> **QUOTED PASSAGE**:
+ + + +
6 months gone: No sign of the Jayalalithaa DA case verdict

SC will play a key role in deciding Sasikala Natarajan's future as it hands out verdict in the disproportionate assets case.

Subscribe to Oneindia News

Bengaluru, Dec 23: Six months have passed since the Supreme Court reserved its order in the J Jayalalithaa disproportionate assets case. The death of Jayalalithaa may have taken some of the sheen out of the case. However, going by the developments in Tamil Nadu, the verdict still holds a great deal of importance.

Sasikala Natarajan considered to be a extra constitutional authority is clearly sending out signals of taking over the reigns following the death of her friend Jayalalithaa. There were some media reports suggesting that the case may fall flat in the event of Amma's death.

No sign of Jaya's DA case verdict

However, the judgment is usually abated in the event of a death provided there is only one accused in the case. In this case, Sasikala, Ilavarasi and Sudhakarn were also accused. Even if the Supreme Court strikes off Jayalalithaa's name, the verdict will be applicable to the remaining accused.
+ + + +
> **DATASET EXCERPTS**:
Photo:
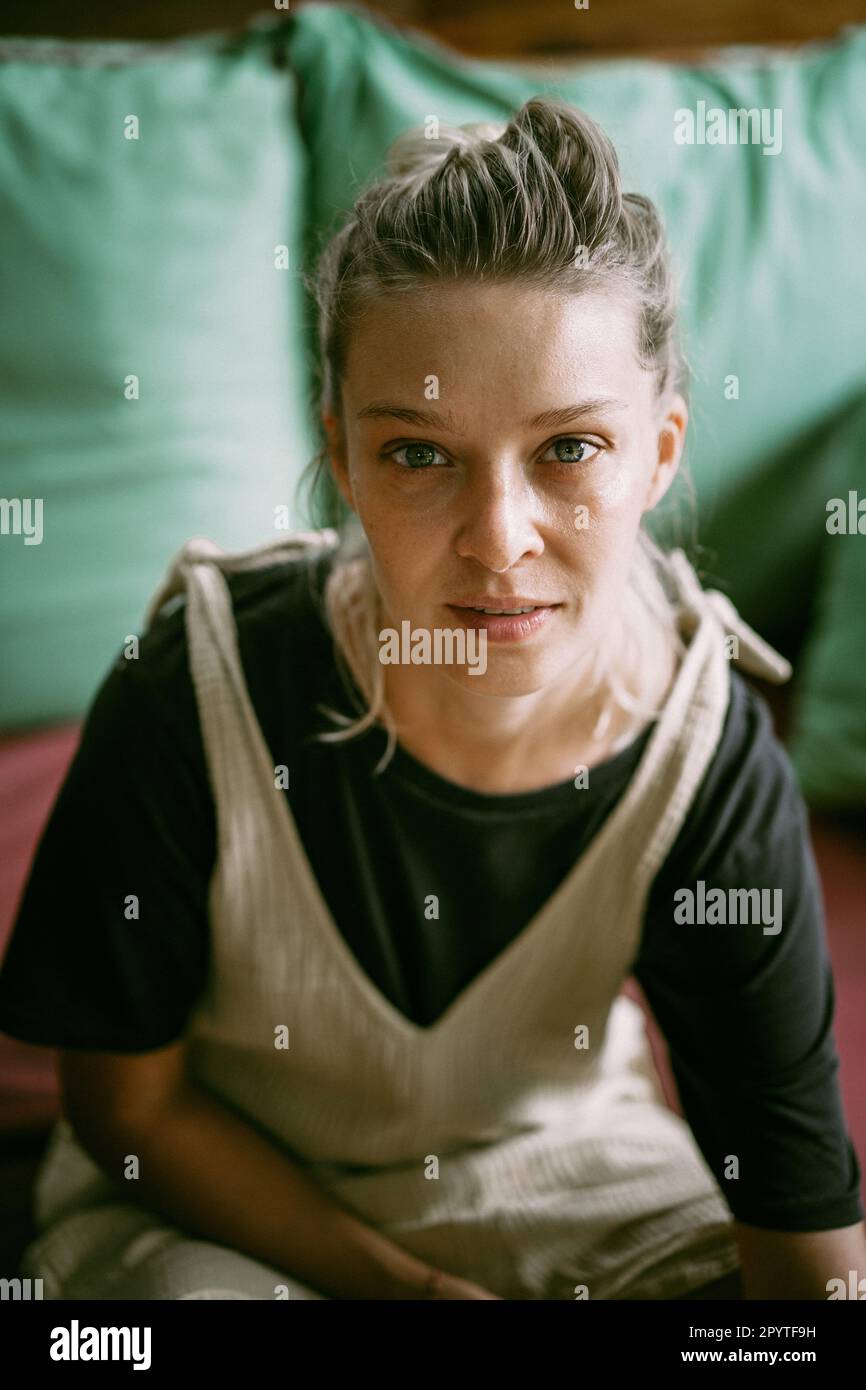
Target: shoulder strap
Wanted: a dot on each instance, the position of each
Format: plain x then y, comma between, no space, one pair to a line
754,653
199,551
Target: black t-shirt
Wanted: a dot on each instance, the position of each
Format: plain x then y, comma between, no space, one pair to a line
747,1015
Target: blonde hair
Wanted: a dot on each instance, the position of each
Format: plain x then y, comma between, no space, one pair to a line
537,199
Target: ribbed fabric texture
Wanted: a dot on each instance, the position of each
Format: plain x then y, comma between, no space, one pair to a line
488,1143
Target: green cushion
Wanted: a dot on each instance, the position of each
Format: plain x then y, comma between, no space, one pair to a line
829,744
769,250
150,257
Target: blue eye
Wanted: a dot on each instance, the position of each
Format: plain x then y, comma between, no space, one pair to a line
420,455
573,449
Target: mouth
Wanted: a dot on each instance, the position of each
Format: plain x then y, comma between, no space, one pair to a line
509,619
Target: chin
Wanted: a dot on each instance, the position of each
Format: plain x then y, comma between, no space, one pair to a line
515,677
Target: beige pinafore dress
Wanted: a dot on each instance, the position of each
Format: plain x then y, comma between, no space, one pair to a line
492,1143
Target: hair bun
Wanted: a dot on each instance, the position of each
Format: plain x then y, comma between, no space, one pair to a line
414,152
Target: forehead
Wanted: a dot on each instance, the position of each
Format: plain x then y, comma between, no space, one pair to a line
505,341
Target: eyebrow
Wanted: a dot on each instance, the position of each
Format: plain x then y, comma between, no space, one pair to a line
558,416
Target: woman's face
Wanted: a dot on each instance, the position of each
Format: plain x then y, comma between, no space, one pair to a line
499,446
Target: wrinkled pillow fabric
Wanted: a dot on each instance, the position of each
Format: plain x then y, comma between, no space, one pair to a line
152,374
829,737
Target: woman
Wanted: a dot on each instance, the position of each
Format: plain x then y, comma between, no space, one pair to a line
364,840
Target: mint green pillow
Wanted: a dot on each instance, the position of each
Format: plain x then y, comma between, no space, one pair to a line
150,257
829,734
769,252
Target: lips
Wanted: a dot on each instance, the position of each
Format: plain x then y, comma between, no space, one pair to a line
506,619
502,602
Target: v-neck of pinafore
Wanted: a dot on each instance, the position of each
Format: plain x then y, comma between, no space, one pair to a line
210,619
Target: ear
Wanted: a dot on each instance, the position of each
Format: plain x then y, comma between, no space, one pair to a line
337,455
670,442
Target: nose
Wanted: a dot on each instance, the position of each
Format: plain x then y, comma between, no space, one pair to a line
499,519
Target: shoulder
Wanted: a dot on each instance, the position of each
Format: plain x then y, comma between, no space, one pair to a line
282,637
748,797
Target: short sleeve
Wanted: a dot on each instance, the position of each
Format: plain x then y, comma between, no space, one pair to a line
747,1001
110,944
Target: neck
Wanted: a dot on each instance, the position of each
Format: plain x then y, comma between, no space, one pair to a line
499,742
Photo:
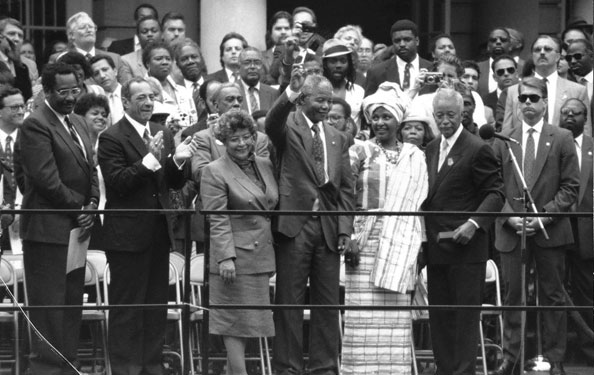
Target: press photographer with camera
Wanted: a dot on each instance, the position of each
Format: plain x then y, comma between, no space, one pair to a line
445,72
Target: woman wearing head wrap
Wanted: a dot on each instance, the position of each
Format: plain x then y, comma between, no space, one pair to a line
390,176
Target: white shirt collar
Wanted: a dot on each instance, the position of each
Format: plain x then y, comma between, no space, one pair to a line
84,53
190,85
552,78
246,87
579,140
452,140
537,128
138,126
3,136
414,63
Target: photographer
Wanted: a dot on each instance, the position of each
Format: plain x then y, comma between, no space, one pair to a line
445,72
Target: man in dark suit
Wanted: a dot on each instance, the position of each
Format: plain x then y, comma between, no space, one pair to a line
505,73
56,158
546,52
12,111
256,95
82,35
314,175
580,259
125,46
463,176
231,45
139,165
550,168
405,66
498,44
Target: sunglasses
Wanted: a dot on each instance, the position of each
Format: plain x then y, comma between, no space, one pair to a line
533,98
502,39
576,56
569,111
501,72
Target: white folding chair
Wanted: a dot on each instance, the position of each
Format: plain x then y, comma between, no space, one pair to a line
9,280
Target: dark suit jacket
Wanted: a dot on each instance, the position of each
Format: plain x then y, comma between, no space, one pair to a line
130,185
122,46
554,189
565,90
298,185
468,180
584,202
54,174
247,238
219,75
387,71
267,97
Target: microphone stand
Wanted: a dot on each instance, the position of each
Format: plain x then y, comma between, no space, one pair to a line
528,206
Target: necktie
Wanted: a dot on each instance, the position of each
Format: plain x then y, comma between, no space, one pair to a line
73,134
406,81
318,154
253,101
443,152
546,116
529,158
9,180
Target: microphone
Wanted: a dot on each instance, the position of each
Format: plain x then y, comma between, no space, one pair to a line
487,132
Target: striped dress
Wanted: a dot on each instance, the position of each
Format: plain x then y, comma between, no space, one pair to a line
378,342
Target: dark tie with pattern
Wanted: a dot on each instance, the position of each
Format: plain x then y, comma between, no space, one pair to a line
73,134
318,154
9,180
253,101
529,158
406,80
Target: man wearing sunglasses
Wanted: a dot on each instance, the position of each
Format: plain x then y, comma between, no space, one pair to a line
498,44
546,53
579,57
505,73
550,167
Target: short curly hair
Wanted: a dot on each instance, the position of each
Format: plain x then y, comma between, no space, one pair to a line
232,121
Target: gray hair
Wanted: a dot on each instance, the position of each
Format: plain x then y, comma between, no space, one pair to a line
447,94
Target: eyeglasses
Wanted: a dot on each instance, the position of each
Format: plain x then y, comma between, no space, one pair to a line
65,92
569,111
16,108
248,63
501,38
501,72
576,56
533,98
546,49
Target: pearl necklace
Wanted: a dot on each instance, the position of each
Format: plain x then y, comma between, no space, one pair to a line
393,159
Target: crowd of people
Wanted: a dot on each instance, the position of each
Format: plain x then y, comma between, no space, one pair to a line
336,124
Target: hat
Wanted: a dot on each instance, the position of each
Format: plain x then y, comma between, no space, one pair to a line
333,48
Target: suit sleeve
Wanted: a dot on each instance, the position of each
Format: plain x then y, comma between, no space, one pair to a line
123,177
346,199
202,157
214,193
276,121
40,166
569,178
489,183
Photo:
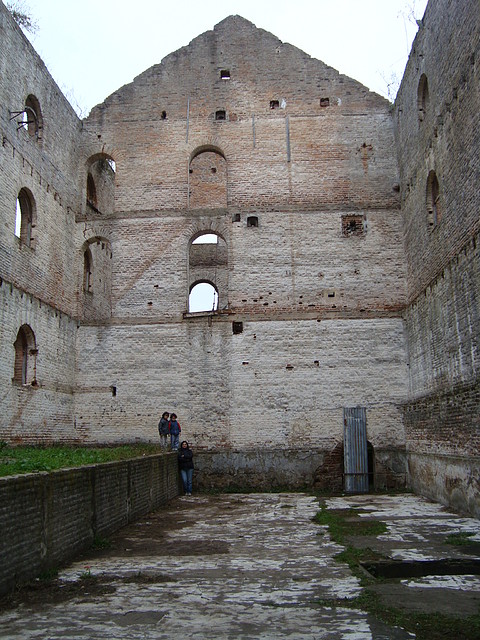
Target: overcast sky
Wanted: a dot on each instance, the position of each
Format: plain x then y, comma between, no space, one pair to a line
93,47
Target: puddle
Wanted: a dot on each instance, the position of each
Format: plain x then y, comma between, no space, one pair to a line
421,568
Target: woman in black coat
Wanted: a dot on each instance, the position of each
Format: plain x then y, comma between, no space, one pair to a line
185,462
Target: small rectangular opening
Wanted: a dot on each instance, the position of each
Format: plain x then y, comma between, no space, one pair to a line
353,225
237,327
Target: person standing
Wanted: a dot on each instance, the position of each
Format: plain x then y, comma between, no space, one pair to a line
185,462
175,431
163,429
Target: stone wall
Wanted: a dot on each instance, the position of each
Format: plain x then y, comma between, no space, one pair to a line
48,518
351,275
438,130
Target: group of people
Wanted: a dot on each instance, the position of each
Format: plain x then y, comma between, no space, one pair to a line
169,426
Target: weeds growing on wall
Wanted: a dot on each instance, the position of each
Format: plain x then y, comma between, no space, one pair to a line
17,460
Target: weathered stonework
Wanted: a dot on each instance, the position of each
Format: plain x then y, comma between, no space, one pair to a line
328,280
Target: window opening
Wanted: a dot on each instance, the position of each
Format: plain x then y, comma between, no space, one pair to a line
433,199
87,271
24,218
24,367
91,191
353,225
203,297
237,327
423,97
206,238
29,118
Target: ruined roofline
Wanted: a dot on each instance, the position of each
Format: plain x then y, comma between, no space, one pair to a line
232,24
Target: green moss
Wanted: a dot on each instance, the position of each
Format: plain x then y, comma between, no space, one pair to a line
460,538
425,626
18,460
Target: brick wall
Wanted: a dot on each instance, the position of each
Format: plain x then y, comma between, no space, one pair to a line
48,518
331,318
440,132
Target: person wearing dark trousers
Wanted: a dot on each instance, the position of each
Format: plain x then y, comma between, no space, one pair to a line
+ + + +
> **WORK REQUIRED**: Resume the news article on the Jayalalithaa assets case verdict from the point where it stops. The material plays no part here.

> **RESPONSE TO THIS TASK**:
Sasikala's future depends on the SC verdict:

While none can question the Supreme Court as to when it would deliver the verdict, the fact is that everyone is waiting for the same with bated breath. If the order of the trial court were to be upheld it would mean Sasikala and the rest would have spend four years in jail.

Also read: Will the disproportionate assets case stand in the way of Sasikala's rise?

The Supreme Court had reserved its order in the case on June 7. The Bench comprising Justices PC Ghosh and Amitava Roy, however, did not make it clear when they would deliver the verdict. Legal experts say that there is no time frame to deliver the verdict. Convention, on the other hand, demands that it be done soon and before the judge retires.

The verdict will have a big bearing on Tamil Nadu politics. If the trial court's verdict is upheld then it would be closed curtains for Sasikala for another four years at least. But if she is cleared by the Supreme Court then nothing will stop her from taking complete charge.

Karnataka, the appellant state had argued that the High Court had erred in reversing the trial court's verdict. Karnataka also pointed out that the error was so apparent that even Jayalalithaa's advocates only commented on the conclusive paragraph of the judgment without going into the reasons.

The Supreme Court while pronouncing its verdict would have to reason it out with merits. The court will have to conclude whether these persons were involved in a conspiracy to amass wealth disproportionate to their known source of income.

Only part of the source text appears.